→ WRITTEN EXERCISE
Reformat every line of the records below as a numbered list, leaving out any blank lines.

→ DATA FOR THIS TASK
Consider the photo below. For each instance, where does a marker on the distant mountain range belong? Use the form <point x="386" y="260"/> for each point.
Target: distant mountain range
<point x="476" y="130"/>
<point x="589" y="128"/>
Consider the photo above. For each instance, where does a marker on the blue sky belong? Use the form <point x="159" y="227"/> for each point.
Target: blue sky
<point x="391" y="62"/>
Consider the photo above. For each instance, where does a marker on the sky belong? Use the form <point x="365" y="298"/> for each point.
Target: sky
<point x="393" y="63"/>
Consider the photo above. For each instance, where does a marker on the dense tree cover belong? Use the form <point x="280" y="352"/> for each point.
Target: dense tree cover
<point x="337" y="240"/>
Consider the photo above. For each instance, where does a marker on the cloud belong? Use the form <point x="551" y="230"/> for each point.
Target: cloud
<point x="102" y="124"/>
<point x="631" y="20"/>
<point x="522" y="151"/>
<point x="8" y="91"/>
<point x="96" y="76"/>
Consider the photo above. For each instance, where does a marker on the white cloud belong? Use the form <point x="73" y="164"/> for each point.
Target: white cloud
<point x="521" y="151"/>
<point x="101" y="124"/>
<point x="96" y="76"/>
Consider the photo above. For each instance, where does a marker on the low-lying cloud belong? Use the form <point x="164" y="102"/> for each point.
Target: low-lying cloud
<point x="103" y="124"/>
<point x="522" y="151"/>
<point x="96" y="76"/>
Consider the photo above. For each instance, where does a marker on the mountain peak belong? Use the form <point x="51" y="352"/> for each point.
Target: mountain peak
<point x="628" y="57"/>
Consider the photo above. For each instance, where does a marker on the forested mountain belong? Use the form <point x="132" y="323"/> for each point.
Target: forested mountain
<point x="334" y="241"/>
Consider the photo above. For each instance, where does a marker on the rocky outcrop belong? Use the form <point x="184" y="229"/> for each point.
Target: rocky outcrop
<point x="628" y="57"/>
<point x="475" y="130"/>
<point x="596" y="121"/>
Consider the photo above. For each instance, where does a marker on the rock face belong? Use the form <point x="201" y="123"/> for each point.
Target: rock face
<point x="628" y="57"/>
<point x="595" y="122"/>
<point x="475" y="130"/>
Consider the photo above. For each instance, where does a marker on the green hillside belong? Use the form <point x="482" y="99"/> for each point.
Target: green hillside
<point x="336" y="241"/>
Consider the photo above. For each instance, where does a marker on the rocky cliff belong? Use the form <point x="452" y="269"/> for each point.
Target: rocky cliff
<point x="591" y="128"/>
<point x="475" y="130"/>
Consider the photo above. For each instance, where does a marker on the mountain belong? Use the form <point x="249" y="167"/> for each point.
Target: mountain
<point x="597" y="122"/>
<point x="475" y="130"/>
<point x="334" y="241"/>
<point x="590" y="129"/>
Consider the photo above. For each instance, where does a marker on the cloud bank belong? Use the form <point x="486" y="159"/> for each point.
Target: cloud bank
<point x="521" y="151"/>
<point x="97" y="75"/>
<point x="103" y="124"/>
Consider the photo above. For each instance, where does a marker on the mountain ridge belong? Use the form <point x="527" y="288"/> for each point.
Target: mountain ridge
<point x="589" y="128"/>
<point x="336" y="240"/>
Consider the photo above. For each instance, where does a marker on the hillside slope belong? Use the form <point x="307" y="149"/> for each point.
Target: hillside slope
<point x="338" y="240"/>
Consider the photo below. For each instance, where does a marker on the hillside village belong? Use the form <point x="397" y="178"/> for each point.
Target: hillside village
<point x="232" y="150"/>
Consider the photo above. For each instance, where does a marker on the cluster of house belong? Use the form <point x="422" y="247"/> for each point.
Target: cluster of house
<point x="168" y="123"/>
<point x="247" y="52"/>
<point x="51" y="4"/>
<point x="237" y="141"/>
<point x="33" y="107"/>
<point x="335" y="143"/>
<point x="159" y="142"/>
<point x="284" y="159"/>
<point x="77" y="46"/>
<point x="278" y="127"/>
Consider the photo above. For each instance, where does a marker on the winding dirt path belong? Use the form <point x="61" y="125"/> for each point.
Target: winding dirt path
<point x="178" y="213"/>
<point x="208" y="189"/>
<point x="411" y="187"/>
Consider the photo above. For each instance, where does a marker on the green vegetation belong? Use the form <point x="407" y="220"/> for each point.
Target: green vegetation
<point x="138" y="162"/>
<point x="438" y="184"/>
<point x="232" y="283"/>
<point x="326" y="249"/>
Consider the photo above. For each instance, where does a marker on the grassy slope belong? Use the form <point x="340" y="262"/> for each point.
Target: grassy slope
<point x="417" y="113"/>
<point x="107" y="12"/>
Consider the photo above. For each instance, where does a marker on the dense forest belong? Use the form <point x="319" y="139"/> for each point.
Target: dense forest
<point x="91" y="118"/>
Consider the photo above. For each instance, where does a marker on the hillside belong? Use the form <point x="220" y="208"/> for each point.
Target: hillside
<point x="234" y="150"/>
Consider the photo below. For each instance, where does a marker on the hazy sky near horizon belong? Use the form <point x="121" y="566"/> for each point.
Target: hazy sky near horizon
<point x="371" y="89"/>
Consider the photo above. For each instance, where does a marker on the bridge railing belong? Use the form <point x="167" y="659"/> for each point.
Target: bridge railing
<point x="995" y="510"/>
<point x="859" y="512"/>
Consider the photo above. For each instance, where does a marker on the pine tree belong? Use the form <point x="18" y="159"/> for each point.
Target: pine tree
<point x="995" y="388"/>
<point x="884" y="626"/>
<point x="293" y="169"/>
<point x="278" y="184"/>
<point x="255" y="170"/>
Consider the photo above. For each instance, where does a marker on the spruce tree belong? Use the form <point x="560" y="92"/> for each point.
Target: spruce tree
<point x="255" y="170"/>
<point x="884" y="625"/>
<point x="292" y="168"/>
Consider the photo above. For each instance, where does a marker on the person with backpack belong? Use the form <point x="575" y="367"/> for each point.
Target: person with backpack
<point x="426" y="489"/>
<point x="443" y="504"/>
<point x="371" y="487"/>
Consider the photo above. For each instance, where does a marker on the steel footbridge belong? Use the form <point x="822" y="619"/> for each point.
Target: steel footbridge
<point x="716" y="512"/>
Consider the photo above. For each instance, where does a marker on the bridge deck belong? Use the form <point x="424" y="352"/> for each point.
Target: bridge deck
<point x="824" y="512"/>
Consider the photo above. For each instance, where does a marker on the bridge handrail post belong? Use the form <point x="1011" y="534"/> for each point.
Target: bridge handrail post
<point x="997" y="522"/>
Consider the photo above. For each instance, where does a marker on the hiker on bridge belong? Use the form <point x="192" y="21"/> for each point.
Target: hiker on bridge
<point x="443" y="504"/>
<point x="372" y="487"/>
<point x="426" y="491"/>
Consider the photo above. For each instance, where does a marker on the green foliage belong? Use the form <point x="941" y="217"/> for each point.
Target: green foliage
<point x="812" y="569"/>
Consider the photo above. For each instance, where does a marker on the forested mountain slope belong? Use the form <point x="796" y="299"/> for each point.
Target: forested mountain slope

→ RESULT OF THIS TASK
1. Consider the photo below. For each instance, where does a marker on the distant mountain range belong? Use the form <point x="386" y="260"/> for each point.
2. Target: distant mountain range
3. <point x="476" y="130"/>
4. <point x="589" y="128"/>
5. Consider the photo above. For each instance, where does a marker on the blue sky belong? Use the form <point x="159" y="227"/> for each point.
6. Target: blue sky
7. <point x="391" y="62"/>
8. Consider the photo above. For each instance, where does a marker on the sky belong? Use the form <point x="365" y="298"/> for each point.
9. Target: sky
10. <point x="393" y="63"/>
11. Consider the photo above. For each instance, where does a marker on the dense tree cover belong? Use the form <point x="280" y="352"/> for each point.
12. Target: dense tree cover
13. <point x="337" y="240"/>
14. Consider the photo above. For each instance, where does a marker on the cloud belong? Use the form <point x="551" y="230"/> for each point.
15. Target: cloud
16. <point x="102" y="124"/>
17. <point x="631" y="20"/>
18. <point x="522" y="151"/>
19. <point x="8" y="91"/>
20. <point x="96" y="76"/>
21. Consider the photo above. For each instance, where does a marker on the white cloud belong? Use the form <point x="73" y="164"/> for each point.
22. Target: white cloud
23. <point x="521" y="151"/>
24. <point x="101" y="124"/>
25. <point x="96" y="76"/>
26. Consider the photo above. For each instance, where does a marker on the low-lying cloud belong? Use the form <point x="164" y="102"/> for each point.
27. Target: low-lying cloud
28. <point x="103" y="124"/>
29. <point x="522" y="151"/>
30. <point x="96" y="76"/>
31. Consider the photo above. For each instance, where does a marker on the mountain peak belong? Use the form <point x="51" y="352"/> for each point.
32. Target: mountain peak
33. <point x="628" y="57"/>
34. Consider the photo above. For each instance, where does a marker on the forested mountain belong? Use the form <point x="132" y="323"/> for each point.
35. Target: forested mountain
36. <point x="334" y="241"/>
37. Consider the photo above. For each instance, where does a marker on the rocky outcrop belong? Use the form <point x="184" y="229"/> for each point.
38. Target: rocky outcrop
39. <point x="628" y="57"/>
40. <point x="475" y="130"/>
41. <point x="596" y="121"/>
42. Consider the photo above. For each instance, where does a marker on the rock face belong? Use the form <point x="201" y="123"/> for each point.
43. Target: rock face
44. <point x="628" y="57"/>
45. <point x="595" y="122"/>
46. <point x="475" y="130"/>
47. Consider the photo above. For each instance, where does a marker on the green hillside belong? Use the form <point x="482" y="99"/> for each point.
48. Target: green hillside
49. <point x="336" y="241"/>
50. Consider the photo above. For each instance, where does a marker on the rocky cliff belong? Use the form <point x="452" y="269"/> for each point.
51. Target: rocky cliff
52. <point x="591" y="128"/>
53. <point x="475" y="130"/>
54. Consider the photo above. For each instance, where does a marker on the mountain belong? Use the form <point x="249" y="167"/> for each point.
55. Target: mountain
56. <point x="597" y="122"/>
57. <point x="475" y="130"/>
58. <point x="334" y="241"/>
59. <point x="590" y="129"/>
60. Consider the photo above. For each instance, where does a marker on the cloud bank belong? Use the form <point x="486" y="159"/> for each point.
61. Target: cloud bank
62. <point x="521" y="151"/>
63. <point x="97" y="75"/>
64. <point x="103" y="124"/>
65. Consider the photo above. For each instance, where does a marker on the mountain ridge belong? Use the form <point x="527" y="288"/> for each point.
66. Target: mountain ridge
67. <point x="589" y="128"/>
68. <point x="336" y="240"/>
69. Consider the photo above. For each instance, where does a marker on the hillside slope belong? Use the form <point x="307" y="149"/> for each point.
70. Target: hillside slope
71. <point x="338" y="240"/>
72. Consider the photo below. For each instance, where does a marker on the hillside village belong? Use the form <point x="397" y="178"/> for each point.
73. Target: hillside village
74. <point x="232" y="150"/>
75. Consider the photo above. For each instance, where does a marker on the cluster of house belong? Use the form <point x="422" y="247"/> for each point.
76. Target: cluster of house
77. <point x="168" y="123"/>
78. <point x="247" y="52"/>
79. <point x="51" y="4"/>
80. <point x="237" y="141"/>
81. <point x="33" y="107"/>
82. <point x="335" y="143"/>
83. <point x="159" y="142"/>
84. <point x="284" y="159"/>
85. <point x="77" y="46"/>
86. <point x="278" y="127"/>
87. Consider the photo above. For each instance, where does a marker on the winding dirt path belong? Use the form <point x="61" y="125"/> for each point.
88. Target: winding dirt path
89. <point x="178" y="213"/>
90. <point x="208" y="189"/>
91. <point x="411" y="187"/>
92. Consider the photo above. For each instance, where does a marker on the green vegetation belong? Use the form <point x="407" y="220"/> for each point.
93. Target: green vegetation
94. <point x="138" y="162"/>
95. <point x="438" y="184"/>
96. <point x="232" y="283"/>
97. <point x="326" y="249"/>
98. Consider the photo above. For each instance, where does a marker on the grassy slope belong? Use the form <point x="340" y="262"/> for each point.
99. Target: grassy slope
100. <point x="417" y="113"/>
101. <point x="107" y="12"/>
102. Consider the photo above. For each instance, where does a marker on the dense forest belong? Use the form <point x="319" y="139"/> for each point.
103. Target: dense forest
104. <point x="91" y="118"/>
105. Consider the photo above. For each instance, where does a marker on the hillside belong? Use the form <point x="220" y="208"/> for each point.
106. Target: hillside
107. <point x="234" y="150"/>
108. Consider the photo below. For each instance, where does a marker on the hazy sky near horizon belong? Use the form <point x="121" y="566"/> for each point.
109. Target: hazy sky near horizon
110. <point x="371" y="89"/>
111. Consider the photo above. For each instance, where does a marker on the bridge railing belong? Use the form <point x="167" y="659"/> for each point.
112. Target: bridge railing
113. <point x="995" y="510"/>
114. <point x="859" y="512"/>
115. Consider the photo above. For each instance, where does a marker on the pine tree belong? Use the form <point x="18" y="159"/> for each point.
116. Target: pine tree
117. <point x="995" y="388"/>
118. <point x="884" y="626"/>
119. <point x="293" y="169"/>
120. <point x="278" y="184"/>
121. <point x="255" y="170"/>
122. Consider the photo above. For each instance, where does a marker on the spruce tree belong? Use the form <point x="560" y="92"/> for each point.
123. Target: spruce tree
124. <point x="255" y="170"/>
125. <point x="884" y="625"/>
126. <point x="292" y="168"/>
127. Consider the photo above. For each instance, where does a marker on the person with backpack belong? Use the form <point x="575" y="367"/> for each point.
128. Target: person with backpack
129. <point x="426" y="489"/>
130. <point x="443" y="504"/>
131. <point x="371" y="487"/>
132. Consider the photo above. For each instance, where does a marker on the steel footbridge belong? Use the form <point x="822" y="619"/> for each point.
133. Target: steel footbridge
134. <point x="716" y="512"/>
135. Consider the photo above. For each instance, where does a marker on the bridge deck belong? Use the form <point x="424" y="352"/> for each point.
136. Target: bridge deck
137. <point x="824" y="512"/>
138. Consider the photo above. For each instance, where does a marker on the bridge handrail post belong? Use the form <point x="1011" y="534"/> for each point.
139. Target: bridge handrail post
140. <point x="997" y="522"/>
141. Consider the photo above. For each instance, where does a marker on the hiker on bridge belong? Use the form <point x="192" y="21"/> for each point.
142. Target: hiker on bridge
143. <point x="443" y="504"/>
144. <point x="372" y="487"/>
145. <point x="426" y="491"/>
146. Consider the photo above. For each instance, where does a marker on the green foliage belong? Use the form <point x="941" y="217"/> for each point.
147. Target: green foliage
148. <point x="812" y="569"/>
149. Consider the photo above. For each instance, where does a marker on the forested mountain slope belong? Use the form <point x="796" y="299"/> for each point.
150. Target: forested mountain slope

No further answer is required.